[Opening AVAILABLE RECORDS section]
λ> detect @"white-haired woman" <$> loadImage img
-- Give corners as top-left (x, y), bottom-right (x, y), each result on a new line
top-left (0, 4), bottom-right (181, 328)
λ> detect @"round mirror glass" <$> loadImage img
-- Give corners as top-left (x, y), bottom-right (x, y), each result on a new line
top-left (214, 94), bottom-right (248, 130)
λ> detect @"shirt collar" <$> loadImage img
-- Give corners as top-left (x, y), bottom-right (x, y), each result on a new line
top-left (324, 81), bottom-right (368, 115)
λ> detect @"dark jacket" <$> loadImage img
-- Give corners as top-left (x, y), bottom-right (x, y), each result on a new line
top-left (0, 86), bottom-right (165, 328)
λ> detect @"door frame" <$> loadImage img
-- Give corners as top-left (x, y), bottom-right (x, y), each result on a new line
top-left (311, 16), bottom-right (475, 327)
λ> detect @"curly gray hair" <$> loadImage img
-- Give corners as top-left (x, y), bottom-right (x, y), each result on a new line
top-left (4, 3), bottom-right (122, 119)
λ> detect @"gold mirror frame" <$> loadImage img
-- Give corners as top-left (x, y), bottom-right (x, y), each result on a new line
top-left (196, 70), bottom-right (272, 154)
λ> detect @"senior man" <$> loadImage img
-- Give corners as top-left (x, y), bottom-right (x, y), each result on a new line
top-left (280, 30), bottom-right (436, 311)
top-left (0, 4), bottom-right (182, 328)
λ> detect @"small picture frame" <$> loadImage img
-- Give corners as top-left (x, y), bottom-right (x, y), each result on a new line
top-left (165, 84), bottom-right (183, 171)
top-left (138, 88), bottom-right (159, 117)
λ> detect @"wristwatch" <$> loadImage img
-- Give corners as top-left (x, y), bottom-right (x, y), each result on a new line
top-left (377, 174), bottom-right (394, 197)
[Closing AVAILABLE RECORDS section]
YOUR OBJECTIVE – Only lines that include "frame" belong in the answer; copy all of them from the listing.

OUTPUT OF THE EXERCISE –
λ> detect @"door frame" <$> loadImage img
λ> detect @"gold mirror frame" <$> loadImage img
λ> detect @"small picture frame" <$> loadImage img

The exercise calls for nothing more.